:: 题目陈述 ::
把从含有“Annotation task — pin every instance of the buckskin”的那一行到条目末尾的各行逐字抄写出来，首尾两行均包括在内，答案中不要放入图片。

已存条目
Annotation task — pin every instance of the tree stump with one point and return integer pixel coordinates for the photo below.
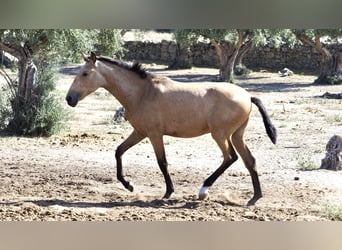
(333, 156)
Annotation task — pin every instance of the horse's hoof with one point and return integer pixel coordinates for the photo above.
(203, 194)
(129, 187)
(252, 201)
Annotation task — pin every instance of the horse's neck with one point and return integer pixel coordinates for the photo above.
(124, 85)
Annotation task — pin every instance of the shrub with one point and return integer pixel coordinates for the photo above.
(240, 70)
(40, 115)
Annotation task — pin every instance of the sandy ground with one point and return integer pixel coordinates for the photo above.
(71, 176)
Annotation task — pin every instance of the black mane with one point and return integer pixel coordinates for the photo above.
(136, 67)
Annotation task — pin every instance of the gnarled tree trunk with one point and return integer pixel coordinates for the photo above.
(182, 59)
(227, 53)
(331, 64)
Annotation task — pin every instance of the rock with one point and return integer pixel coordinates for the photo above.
(333, 156)
(285, 72)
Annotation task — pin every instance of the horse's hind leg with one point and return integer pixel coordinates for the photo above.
(249, 162)
(132, 140)
(159, 150)
(229, 157)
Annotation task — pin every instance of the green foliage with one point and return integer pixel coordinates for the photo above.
(41, 115)
(41, 112)
(240, 70)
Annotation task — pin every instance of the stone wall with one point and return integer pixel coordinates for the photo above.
(300, 58)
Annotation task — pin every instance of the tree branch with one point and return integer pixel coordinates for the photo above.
(12, 49)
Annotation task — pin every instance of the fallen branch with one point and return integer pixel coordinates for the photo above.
(332, 95)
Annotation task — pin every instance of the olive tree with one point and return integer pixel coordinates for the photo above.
(35, 51)
(331, 62)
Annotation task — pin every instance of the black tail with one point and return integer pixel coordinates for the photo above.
(270, 129)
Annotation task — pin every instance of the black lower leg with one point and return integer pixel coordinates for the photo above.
(256, 186)
(212, 178)
(169, 185)
(119, 174)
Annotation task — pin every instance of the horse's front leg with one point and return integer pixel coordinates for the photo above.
(132, 140)
(158, 146)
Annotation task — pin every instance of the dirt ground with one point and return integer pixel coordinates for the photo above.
(72, 176)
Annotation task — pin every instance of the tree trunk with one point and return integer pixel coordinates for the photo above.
(242, 52)
(331, 65)
(331, 69)
(183, 58)
(27, 75)
(227, 55)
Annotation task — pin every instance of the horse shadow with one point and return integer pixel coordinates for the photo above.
(155, 203)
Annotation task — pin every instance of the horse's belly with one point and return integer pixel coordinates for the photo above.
(186, 129)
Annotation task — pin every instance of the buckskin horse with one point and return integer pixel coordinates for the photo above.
(157, 106)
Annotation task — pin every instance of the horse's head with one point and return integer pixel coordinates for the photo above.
(87, 81)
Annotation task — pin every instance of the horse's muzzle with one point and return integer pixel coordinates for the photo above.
(72, 100)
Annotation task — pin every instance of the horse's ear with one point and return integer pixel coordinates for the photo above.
(84, 57)
(93, 57)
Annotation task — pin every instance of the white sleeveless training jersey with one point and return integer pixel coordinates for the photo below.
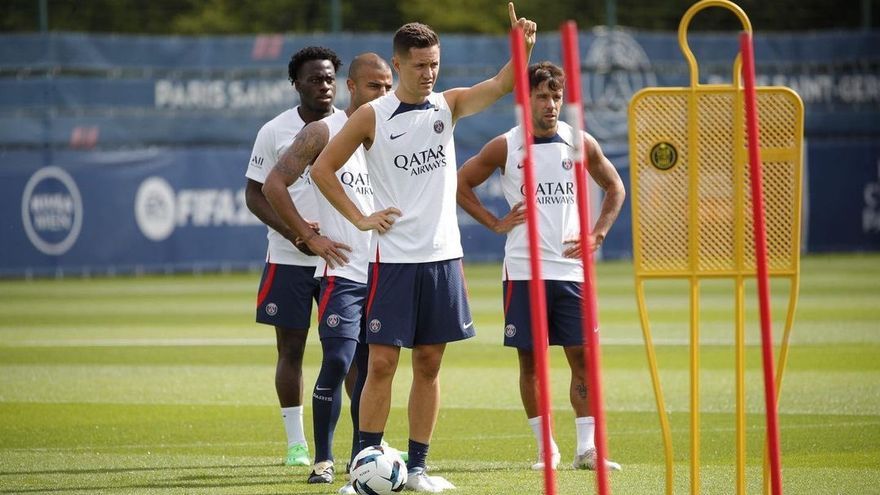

:: 本题解答 ::
Annotation task — pin every instance of the buckskin horse with one point and return integer pixel coordinates for the photo above.
(157, 106)
Annotation task — pin every instance of the horse's head with one point and return integer pixel coordinates for the photo above.
(87, 81)
Annotation task — pin every instance of the horse's muzzle with one point and return integer pixel coordinates for the photo above.
(72, 100)
Annotation task — pin every instance of the horse's ear with one point and return integer pixel coordinates for the photo above.
(84, 57)
(93, 57)
Annotation task — pin every instance of the white sleeveless training jersey with one point and return integer pixel coordinates for the photo below.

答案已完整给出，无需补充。